Texte présenté:
/---

Bulletin d’analyse sur l’Asie de l’Est et du Sud-Est

Il est venu le temps de s’attarder aux Mongols : Reconnaitre le potentiel heuristique des études mongoles

mardi 7 septembre 2021, par Jérémy Le Blanc-Gauthier

Bien qu’il y ait définitivement plus qu’une conclusion à retenir de la conférence annuelle 2021 de l’Association for Asian Studies (AAS), [1] une seule est ici notre objet d’attention  : l’importante place occupée par les études mongoles [2]. La chose peut étonner du fait que, si les études mongoles savent, jusqu’à un certain point, se faire valoir en études centre-asiatiques, elles brillent par leur absence en études est-asiatiques ; le constat est d’autant plus marqué dans le monde universitaire francophone et la littérature qui y est produite. Il suffit de s’attarder aux différents programmes d’études asiatiques [3] à l’internationale pour le constater  : la Mongolie y figure rarement [4]. Et pourtant, de porter attention aux études mongoles s’avère étonnamment heuristique au-delà même des frontières de leur objet. En effet, notre compréhension de l’Asie de l’Est semble se voir enrichie, même réécrite, par de récents apports des études mongoles.

\---

Défis:
A - Dans le texte sur les études mongoles, relevez chaque domaine d'études différent désigné en français par une expression qui commence par le mot « études ».
B - Traduisez en anglais cette phrase du texte sur les études mongoles : « Il suffit de s’attarder aux différents programmes d’études asiatiques à l’internationale pour le constater : la Mongolie y figure rarement. »
C - Dans le texte sur les études mongoles, de quelle conférence est-il question ?

Données brutes:
/---

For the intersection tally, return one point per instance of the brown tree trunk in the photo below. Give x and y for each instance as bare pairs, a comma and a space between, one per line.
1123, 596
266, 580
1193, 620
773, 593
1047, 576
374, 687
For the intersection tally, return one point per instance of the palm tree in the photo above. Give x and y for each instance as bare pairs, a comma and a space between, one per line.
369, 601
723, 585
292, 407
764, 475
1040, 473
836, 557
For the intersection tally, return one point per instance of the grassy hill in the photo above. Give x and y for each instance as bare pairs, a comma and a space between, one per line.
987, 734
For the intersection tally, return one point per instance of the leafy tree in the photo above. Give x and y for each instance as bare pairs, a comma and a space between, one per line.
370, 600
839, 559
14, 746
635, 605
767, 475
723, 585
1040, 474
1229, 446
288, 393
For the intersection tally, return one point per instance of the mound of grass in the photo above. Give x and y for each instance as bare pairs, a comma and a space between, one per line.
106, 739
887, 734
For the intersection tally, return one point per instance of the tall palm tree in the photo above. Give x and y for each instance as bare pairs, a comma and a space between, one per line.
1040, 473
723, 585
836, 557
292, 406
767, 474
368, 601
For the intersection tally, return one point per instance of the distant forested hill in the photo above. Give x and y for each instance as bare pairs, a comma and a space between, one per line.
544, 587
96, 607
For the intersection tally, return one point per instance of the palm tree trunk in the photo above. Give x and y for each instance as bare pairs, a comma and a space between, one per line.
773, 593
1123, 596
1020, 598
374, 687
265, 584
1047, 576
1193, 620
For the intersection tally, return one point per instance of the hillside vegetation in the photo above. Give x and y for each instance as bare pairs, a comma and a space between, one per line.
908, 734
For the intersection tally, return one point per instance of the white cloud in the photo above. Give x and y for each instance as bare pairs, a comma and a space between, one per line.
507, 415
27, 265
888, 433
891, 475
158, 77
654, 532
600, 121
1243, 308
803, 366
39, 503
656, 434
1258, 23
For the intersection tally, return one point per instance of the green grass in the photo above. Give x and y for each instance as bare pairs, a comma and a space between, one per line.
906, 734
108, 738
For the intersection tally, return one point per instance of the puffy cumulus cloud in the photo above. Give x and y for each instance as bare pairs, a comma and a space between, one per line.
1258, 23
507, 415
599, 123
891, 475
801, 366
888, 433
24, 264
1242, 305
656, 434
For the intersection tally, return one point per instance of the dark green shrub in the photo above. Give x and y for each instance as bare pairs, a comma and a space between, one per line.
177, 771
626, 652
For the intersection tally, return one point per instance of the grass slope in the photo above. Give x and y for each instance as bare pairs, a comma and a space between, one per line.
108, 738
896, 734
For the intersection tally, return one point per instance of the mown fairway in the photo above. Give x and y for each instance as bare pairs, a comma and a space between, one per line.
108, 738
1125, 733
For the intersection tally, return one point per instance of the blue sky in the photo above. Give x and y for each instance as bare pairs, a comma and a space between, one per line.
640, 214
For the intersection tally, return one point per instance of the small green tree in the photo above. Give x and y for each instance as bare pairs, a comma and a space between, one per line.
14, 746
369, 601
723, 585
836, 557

\---

Les résultats:
A - études mongoles, études centre-asiatiques, études est-asiatiques, études asiatiques

B - It is enough to look at the various Asian studies programs internationally to see this: Mongolia rarely appears in them.

C - La conférence annuelle 2021 de l’Association for Asian Studies (AAS).